## Short problem
How many rows below contain the string "sandy"? Tally them and reply with the number alone.

## The records
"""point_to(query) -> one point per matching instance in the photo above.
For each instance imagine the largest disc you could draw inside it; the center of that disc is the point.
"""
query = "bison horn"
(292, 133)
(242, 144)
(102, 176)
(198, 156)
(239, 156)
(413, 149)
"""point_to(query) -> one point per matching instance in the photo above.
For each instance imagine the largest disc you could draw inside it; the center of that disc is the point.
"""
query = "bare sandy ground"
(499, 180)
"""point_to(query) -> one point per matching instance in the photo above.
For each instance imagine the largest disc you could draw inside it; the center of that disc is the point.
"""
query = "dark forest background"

==

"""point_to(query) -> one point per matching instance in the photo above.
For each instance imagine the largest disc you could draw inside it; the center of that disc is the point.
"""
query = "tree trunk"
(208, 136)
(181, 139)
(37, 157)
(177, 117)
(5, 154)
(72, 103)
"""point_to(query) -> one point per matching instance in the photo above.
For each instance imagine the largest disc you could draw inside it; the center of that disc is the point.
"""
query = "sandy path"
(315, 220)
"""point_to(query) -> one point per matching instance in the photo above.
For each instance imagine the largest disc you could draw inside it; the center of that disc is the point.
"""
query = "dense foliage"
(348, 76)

## Response for this exercise
2